** Start of MATERIAL **

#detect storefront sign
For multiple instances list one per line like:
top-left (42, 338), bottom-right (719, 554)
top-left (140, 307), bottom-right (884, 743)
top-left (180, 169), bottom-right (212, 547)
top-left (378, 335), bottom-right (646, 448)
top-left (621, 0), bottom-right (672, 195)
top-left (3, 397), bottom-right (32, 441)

** End of MATERIAL **

Please write out all of the rows above, character for character, without changing anything.

= WRITTEN REPLY =
#detect storefront sign
For multiple instances list one per line like:
top-left (42, 338), bottom-right (719, 554)
top-left (140, 307), bottom-right (884, 743)
top-left (180, 169), bottom-right (212, 547)
top-left (378, 335), bottom-right (646, 448)
top-left (621, 0), bottom-right (672, 195)
top-left (3, 397), bottom-right (32, 441)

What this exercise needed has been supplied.